### Records for this task

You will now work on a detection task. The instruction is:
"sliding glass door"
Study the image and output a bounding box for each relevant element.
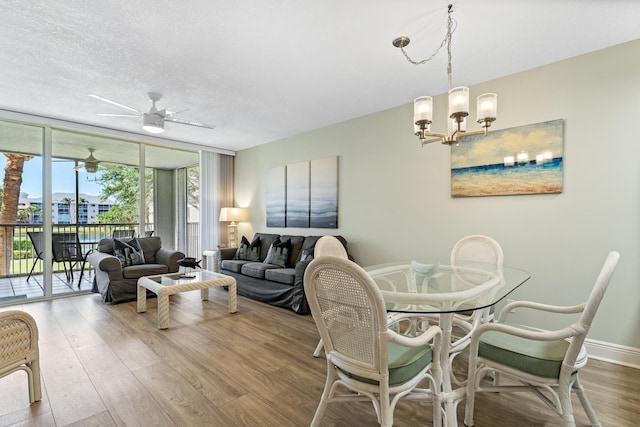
[0,117,200,306]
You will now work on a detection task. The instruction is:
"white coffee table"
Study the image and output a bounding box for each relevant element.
[137,269,237,329]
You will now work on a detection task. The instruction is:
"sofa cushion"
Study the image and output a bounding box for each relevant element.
[241,262,280,279]
[122,263,169,279]
[221,259,250,273]
[137,237,162,263]
[113,238,144,267]
[264,238,291,268]
[265,268,296,285]
[234,235,261,262]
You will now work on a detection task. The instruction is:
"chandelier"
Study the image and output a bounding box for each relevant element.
[393,4,497,146]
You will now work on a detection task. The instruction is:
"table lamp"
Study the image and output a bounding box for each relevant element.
[219,207,248,248]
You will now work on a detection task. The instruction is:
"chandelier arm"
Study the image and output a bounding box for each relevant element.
[457,129,489,139]
[421,136,446,147]
[423,131,449,139]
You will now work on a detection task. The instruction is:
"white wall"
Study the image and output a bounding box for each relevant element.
[234,39,640,349]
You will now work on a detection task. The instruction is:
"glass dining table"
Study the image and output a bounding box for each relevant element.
[364,260,531,427]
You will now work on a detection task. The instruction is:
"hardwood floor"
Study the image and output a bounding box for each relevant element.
[1,289,638,426]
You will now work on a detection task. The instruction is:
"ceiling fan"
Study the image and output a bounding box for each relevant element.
[74,148,100,173]
[89,92,215,134]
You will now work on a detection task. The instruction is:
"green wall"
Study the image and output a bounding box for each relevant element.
[234,39,640,350]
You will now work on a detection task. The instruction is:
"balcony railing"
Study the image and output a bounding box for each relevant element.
[0,223,197,278]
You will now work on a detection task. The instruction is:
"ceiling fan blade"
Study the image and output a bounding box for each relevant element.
[165,106,189,116]
[165,117,216,129]
[89,94,142,114]
[74,163,84,171]
[97,113,141,117]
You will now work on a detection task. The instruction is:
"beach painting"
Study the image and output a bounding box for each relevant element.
[266,166,286,227]
[310,156,338,228]
[451,119,564,197]
[286,161,310,227]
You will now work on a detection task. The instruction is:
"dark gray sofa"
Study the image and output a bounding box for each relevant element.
[215,233,350,314]
[87,236,185,303]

### What this task involves
Filter the entries down to the lines with the word "table" in them, and copy those lines.

### Finished task
"white coffee table"
"table lamp"
"glass dining table"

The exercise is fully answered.